> Exercise details:
Rescale the listing from the line containing "Point out every instance of the setting" through the line containing "x=84, y=127", inclusive, by copying those lines with the requests included and multiplying each answer coordinate by 2.05, rounding to whole numbers with halves going up. Leave the sample coordinates inside the requests unchanged.

(Point placement listing)
—————

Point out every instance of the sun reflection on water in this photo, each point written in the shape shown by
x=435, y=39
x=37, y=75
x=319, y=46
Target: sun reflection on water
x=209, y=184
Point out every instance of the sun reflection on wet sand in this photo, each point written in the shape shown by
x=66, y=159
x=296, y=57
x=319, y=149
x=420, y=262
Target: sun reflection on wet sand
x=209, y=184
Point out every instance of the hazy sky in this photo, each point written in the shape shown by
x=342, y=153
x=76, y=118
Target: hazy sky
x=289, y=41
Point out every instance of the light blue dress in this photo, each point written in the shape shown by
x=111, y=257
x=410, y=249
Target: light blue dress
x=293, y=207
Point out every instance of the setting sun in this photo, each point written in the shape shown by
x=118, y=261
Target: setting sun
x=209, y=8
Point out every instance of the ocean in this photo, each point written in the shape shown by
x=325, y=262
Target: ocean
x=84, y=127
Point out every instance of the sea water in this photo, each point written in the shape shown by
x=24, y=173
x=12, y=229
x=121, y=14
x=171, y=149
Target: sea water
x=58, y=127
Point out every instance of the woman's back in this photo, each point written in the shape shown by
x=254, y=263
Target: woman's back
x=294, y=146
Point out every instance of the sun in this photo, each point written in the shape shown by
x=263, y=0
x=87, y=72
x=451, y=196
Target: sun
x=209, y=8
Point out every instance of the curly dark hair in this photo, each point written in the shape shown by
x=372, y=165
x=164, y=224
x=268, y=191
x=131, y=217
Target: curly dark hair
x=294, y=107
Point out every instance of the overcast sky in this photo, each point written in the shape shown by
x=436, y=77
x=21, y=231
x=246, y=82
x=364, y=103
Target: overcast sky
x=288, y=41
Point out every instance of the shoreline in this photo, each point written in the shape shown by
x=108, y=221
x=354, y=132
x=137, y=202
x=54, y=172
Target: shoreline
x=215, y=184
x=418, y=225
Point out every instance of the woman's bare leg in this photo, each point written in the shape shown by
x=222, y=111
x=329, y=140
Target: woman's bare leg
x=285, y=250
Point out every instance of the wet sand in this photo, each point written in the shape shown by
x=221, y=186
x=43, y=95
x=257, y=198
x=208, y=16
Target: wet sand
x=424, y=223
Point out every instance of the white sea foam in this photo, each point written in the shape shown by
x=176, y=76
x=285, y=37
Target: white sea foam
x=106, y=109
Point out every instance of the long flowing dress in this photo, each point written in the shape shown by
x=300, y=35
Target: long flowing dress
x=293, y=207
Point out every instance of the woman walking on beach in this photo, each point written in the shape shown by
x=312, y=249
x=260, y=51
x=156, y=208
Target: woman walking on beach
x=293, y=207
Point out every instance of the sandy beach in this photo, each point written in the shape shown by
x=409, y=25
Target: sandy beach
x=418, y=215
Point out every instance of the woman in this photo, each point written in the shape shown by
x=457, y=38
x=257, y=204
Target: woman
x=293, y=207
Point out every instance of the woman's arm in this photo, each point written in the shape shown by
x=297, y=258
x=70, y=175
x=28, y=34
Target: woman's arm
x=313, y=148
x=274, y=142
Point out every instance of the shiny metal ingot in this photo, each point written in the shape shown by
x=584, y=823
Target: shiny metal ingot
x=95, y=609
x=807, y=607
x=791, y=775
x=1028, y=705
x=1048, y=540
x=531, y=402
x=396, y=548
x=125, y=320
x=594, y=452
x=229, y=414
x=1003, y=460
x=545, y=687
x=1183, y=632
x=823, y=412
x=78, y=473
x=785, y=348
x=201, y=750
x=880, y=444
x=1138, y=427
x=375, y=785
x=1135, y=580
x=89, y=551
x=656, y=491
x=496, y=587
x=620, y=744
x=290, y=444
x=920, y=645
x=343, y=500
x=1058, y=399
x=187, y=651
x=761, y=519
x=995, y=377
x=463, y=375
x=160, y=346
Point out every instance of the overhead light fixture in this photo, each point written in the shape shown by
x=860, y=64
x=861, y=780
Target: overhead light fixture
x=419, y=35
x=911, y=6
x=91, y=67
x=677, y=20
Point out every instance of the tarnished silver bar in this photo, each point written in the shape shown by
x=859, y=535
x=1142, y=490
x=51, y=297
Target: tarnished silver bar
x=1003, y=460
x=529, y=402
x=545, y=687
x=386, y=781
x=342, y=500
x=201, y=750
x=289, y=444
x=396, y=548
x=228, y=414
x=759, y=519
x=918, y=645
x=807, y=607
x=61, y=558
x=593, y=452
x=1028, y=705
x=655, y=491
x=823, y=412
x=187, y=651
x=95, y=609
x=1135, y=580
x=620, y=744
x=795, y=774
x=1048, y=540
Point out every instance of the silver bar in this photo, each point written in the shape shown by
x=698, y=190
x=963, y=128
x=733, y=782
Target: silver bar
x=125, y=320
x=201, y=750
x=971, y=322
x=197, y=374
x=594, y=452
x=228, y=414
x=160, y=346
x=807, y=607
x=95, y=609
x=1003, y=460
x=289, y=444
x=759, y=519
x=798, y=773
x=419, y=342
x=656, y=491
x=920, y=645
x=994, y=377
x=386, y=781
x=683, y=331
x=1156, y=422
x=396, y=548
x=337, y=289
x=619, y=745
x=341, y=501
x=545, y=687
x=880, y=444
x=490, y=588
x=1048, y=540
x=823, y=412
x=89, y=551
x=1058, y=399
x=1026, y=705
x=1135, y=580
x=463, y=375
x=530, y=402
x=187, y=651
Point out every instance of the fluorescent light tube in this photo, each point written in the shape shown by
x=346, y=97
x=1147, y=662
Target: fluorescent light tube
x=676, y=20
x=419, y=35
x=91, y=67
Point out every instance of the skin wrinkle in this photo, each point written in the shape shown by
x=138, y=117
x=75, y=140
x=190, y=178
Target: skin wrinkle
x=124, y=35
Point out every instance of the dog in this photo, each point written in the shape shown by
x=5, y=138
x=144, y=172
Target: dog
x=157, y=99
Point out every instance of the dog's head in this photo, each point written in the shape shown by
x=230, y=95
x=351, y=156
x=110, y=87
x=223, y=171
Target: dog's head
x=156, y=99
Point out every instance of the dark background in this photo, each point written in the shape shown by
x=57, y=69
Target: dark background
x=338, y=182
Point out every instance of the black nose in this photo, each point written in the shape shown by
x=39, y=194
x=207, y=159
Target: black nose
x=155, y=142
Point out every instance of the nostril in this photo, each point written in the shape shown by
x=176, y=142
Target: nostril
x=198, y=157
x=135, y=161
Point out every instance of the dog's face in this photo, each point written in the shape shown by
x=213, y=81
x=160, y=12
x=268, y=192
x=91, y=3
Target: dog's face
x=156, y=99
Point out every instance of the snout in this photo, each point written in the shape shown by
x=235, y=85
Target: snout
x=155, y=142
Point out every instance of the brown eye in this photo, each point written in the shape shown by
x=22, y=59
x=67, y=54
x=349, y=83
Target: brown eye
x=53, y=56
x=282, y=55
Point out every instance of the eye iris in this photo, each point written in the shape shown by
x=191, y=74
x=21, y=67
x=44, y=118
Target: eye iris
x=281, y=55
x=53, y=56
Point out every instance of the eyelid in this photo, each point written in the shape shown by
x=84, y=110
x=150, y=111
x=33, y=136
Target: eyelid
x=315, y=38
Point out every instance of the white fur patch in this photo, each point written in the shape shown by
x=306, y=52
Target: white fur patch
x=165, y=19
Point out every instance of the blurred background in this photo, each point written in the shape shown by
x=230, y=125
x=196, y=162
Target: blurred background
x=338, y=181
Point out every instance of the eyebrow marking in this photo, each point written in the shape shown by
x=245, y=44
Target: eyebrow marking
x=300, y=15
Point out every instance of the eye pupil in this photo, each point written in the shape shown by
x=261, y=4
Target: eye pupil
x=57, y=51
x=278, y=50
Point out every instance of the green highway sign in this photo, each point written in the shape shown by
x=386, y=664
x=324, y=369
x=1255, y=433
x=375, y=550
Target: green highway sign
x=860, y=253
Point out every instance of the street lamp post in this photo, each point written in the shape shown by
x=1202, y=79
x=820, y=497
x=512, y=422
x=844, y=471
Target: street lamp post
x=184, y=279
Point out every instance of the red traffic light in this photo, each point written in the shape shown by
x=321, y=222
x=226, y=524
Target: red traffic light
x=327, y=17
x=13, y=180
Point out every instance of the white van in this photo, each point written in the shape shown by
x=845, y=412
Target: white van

—————

> Response:
Point out every instance of the setting sun in this photo, each point written in the shape shown by
x=118, y=261
Target: setting sun
x=428, y=16
Point out every instance of the ocean in this photo, each point written in the shape shown by
x=325, y=262
Target: ocean
x=172, y=260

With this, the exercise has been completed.